━━━ Records shown ━━━

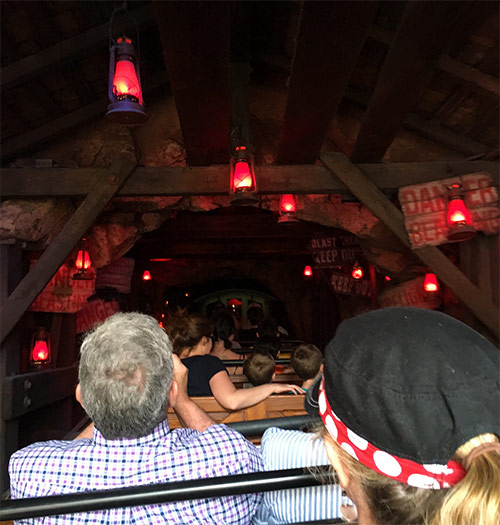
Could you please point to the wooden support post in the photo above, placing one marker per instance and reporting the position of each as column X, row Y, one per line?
column 52, row 258
column 367, row 193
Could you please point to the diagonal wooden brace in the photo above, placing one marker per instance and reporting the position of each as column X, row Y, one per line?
column 368, row 194
column 57, row 252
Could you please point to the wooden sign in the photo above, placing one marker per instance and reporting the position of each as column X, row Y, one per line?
column 333, row 251
column 344, row 284
column 63, row 294
column 410, row 293
column 424, row 208
column 94, row 312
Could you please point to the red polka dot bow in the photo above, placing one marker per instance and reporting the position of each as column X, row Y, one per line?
column 431, row 476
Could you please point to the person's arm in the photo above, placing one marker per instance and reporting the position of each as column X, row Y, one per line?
column 234, row 398
column 188, row 412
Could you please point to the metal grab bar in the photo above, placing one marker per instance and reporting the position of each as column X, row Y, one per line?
column 256, row 427
column 165, row 492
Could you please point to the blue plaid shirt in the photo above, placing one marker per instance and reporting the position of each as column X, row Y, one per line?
column 63, row 467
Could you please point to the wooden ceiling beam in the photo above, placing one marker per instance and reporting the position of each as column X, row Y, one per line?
column 421, row 38
column 195, row 38
column 330, row 37
column 68, row 50
column 367, row 192
column 59, row 249
column 172, row 181
column 60, row 125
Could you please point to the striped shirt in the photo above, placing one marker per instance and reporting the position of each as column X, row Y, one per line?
column 282, row 449
column 63, row 467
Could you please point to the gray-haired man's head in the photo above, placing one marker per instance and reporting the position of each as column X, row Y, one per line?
column 125, row 374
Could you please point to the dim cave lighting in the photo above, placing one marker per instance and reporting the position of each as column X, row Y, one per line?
column 124, row 84
column 288, row 208
column 40, row 347
column 243, row 185
column 83, row 263
column 357, row 271
column 458, row 217
column 430, row 283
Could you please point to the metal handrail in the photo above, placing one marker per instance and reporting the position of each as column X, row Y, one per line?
column 165, row 492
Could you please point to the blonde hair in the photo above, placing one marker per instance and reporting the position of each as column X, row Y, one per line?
column 474, row 500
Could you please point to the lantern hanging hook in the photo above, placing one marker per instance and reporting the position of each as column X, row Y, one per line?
column 123, row 9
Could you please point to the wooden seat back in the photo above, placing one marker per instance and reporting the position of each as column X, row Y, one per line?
column 273, row 406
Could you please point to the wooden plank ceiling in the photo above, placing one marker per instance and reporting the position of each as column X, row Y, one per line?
column 54, row 69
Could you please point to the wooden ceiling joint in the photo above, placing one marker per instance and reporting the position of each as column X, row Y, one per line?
column 329, row 40
column 56, row 253
column 421, row 38
column 196, row 44
column 371, row 196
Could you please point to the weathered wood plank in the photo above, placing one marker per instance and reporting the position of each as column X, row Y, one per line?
column 28, row 392
column 52, row 258
column 421, row 38
column 331, row 35
column 367, row 192
column 65, row 123
column 67, row 50
column 164, row 181
column 197, row 62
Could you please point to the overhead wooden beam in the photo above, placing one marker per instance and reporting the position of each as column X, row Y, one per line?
column 195, row 38
column 68, row 50
column 431, row 130
column 54, row 256
column 165, row 181
column 329, row 40
column 453, row 67
column 407, row 70
column 371, row 196
column 67, row 122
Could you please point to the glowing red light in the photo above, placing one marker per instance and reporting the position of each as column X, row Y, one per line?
column 83, row 260
column 357, row 272
column 125, row 81
column 287, row 204
column 458, row 213
column 242, row 178
column 40, row 351
column 430, row 283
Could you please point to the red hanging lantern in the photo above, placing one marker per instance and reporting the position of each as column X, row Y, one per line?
column 287, row 209
column 124, row 87
column 307, row 272
column 357, row 271
column 458, row 216
column 40, row 347
column 83, row 264
column 243, row 184
column 430, row 283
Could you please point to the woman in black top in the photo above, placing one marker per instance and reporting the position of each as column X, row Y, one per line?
column 191, row 337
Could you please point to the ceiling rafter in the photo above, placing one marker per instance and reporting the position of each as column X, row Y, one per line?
column 421, row 38
column 68, row 50
column 179, row 181
column 197, row 61
column 331, row 34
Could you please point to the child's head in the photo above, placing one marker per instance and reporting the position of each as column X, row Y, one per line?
column 259, row 368
column 306, row 361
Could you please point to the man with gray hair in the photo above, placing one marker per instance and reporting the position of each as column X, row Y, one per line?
column 128, row 378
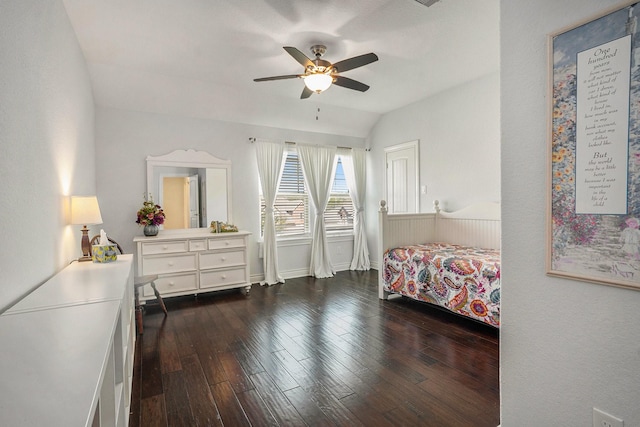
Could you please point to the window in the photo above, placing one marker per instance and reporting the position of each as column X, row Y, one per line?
column 291, row 207
column 339, row 212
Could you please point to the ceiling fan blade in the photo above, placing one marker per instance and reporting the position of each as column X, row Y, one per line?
column 306, row 92
column 299, row 56
column 265, row 79
column 350, row 83
column 355, row 62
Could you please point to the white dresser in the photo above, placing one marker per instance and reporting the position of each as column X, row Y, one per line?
column 67, row 349
column 193, row 261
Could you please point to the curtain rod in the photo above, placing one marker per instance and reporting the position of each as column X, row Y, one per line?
column 253, row 139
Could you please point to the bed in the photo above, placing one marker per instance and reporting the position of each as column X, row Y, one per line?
column 449, row 259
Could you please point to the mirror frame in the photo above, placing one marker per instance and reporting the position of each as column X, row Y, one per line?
column 190, row 159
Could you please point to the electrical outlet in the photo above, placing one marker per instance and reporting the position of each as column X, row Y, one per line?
column 602, row 419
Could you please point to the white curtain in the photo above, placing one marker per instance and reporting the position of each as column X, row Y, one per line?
column 354, row 164
column 318, row 167
column 270, row 162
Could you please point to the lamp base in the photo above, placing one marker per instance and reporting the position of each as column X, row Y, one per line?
column 85, row 244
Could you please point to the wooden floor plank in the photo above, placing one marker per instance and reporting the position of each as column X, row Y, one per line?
column 201, row 401
column 313, row 352
column 231, row 411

━━━

- Work instructions -
Reproduce the entire listing above word for word, leaving out the pictures.

- Output of the exercise -
Could you please point to the wooden support post in the photo above, placing one marker per instance and reporting the position of each as column X, row Y, one per line?
column 52, row 258
column 367, row 193
Could you please point to the diagonal wooden brace in the photo above, placing one marker per instance and reporting the position of each as column X, row Y, one per line?
column 368, row 194
column 57, row 252
Could you please point to the wooden sign in the photo above, placing one marker per instance and reporting the position of each as column X, row Y, one per line?
column 333, row 251
column 344, row 284
column 63, row 294
column 410, row 293
column 424, row 208
column 94, row 312
Could you please point to the red polka dot bow in the photo above, placing one marker per instance and reporting the position of each as column X, row Y, one per line?
column 431, row 476
Could you please point to the person's arm in the photo above, placing one marker per instance and reporting the position of each as column X, row Y, one per line?
column 234, row 398
column 188, row 412
Could you please point to the metal grab bar in the photo above, placing one marker per instance and reporting the position of each as column X, row Y, one per line?
column 256, row 427
column 165, row 492
Could you please point to the blue plaid shirt in the photo above, placing one marker per instance and reporting the position of each as column X, row Y, one per line?
column 63, row 467
Could you please point to the wooden ceiling beam in the photo above, placing one marker per instance and reporting the position of each as column X, row Y, one per line?
column 421, row 38
column 195, row 38
column 330, row 37
column 68, row 50
column 367, row 192
column 59, row 249
column 172, row 181
column 60, row 125
Could you please point to the striped shirt in the photo above, placing one marker per instance and reporting the position of each as column X, row Y, one per line?
column 282, row 449
column 63, row 467
Could you please point to the gray-haired man's head in the photo above, placing one marker per instance and reporting the position of each as column X, row Y, one per line?
column 125, row 374
Could you please point to the dim cave lighting in the photo above, placing one marker per instance and reporting the position of each as column X, row Y, one per line?
column 124, row 84
column 288, row 208
column 40, row 347
column 243, row 185
column 83, row 263
column 357, row 271
column 458, row 217
column 430, row 283
Could you please point to the metal handrail in the photo above, placing one marker per instance and reporting the position of each as column X, row Y, one per line?
column 165, row 492
Could you please point to the blonde hair in the photo above, placing one marker per instance and reporting the position of each as column X, row Y, one per line?
column 474, row 500
Could you please point to the lantern hanging hook in the photo above, placing one marker per instance and reporting the position of each as column X, row Y, one per line?
column 123, row 9
Could you please point to the wooden seat back in the photo above, placing one marker per instance and reporting the position of each as column X, row Y, one per line?
column 273, row 406
Could you please point to the wooden plank ceiling in the photo above, placing one marker per instance and reporting the position of each as column X, row Y, one per line?
column 54, row 69
Could you please point to the wooden ceiling joint in the photo above, placing one marker per instance and reporting the position of each as column X, row Y, one per line?
column 329, row 40
column 56, row 253
column 421, row 38
column 196, row 44
column 371, row 196
Could you please point to the weathered wood plank in the photo above, placing one marker per instance and reporting the position of each as column X, row Y, one per line?
column 28, row 392
column 52, row 258
column 421, row 38
column 331, row 35
column 367, row 192
column 65, row 123
column 67, row 50
column 164, row 181
column 197, row 62
Could you please point to the overhead wooden beam in the photo above, placing one marker per instance and reporting the position of each as column X, row Y, one per line?
column 195, row 38
column 68, row 50
column 431, row 130
column 54, row 256
column 165, row 181
column 329, row 40
column 453, row 67
column 407, row 70
column 371, row 196
column 67, row 122
Could you please point to the glowing red light in the photo above, placing one marker per instance and reporting the position of each as column X, row Y, one per line?
column 83, row 260
column 357, row 272
column 125, row 81
column 287, row 204
column 458, row 213
column 242, row 178
column 40, row 351
column 430, row 283
Could you please point to the red hanging lantern in the photo above, placing one marker per instance and reporting the position of each as column X, row Y, one per line?
column 287, row 209
column 124, row 87
column 307, row 272
column 357, row 271
column 458, row 216
column 40, row 347
column 83, row 264
column 243, row 184
column 430, row 283
Could you please point to the woman in black top in the photo above, placing one marker per instance and reporting the position of each as column X, row Y, one per line?
column 191, row 337
Could you please point to the ceiling rafter in the photo above, placing one marker per instance and reporting the position of each as column X, row Y, one per line?
column 421, row 38
column 68, row 50
column 179, row 181
column 197, row 61
column 331, row 34
Could you please point to the child's head in the photo above, placing one marker per instance and reporting the position of each as column X, row Y, one per line?
column 259, row 368
column 306, row 361
Could you please point to the man with gray hair in the photo above, placing one marker per instance and reporting the position of each as column X, row Y, one per line?
column 128, row 378
Could you please point to the window in the photo above, placing one marker per instance and reporting the position of each as column X, row Y, one per line?
column 291, row 207
column 339, row 212
Could you please point to the ceiling fan blade in the photo above, placing one marker per instance and reporting the position of each as column X, row Y, one per line?
column 306, row 92
column 299, row 56
column 265, row 79
column 350, row 83
column 355, row 62
Could you please point to the white dresser in the photo above, placing one marker per instance and reporting the position of each as column X, row Y, one per line?
column 67, row 349
column 193, row 261
Could you please point to the curtain rod in the photo above, placing one marker per instance and reporting the position of each as column X, row Y, one per line?
column 253, row 139
Could you please point to the bed in the photo above, placing one marker per instance and reporting the position of each as column X, row Y, one per line?
column 449, row 259
Could you please point to the mirror frame in the photo above, placing one marker per instance and reporting the position of each as column X, row Y, one per line?
column 190, row 159
Could you please point to the electrical outlet in the photo above, placing one marker per instance and reporting the position of each as column X, row Y, one per line?
column 602, row 419
Could you please point to the white curtain in the photo above, placing one marker per instance and reporting the position of each as column X, row Y, one per line?
column 354, row 164
column 318, row 167
column 270, row 162
Could you please point to the lamp base in the photo above, placing one marker per instance and reporting the position of each as column X, row Y, one per line?
column 85, row 244
Could you please point to the wooden floor plank in the photo above, placing one marker per instance and reporting the position of each as column X, row Y, one per line?
column 201, row 401
column 313, row 352
column 231, row 411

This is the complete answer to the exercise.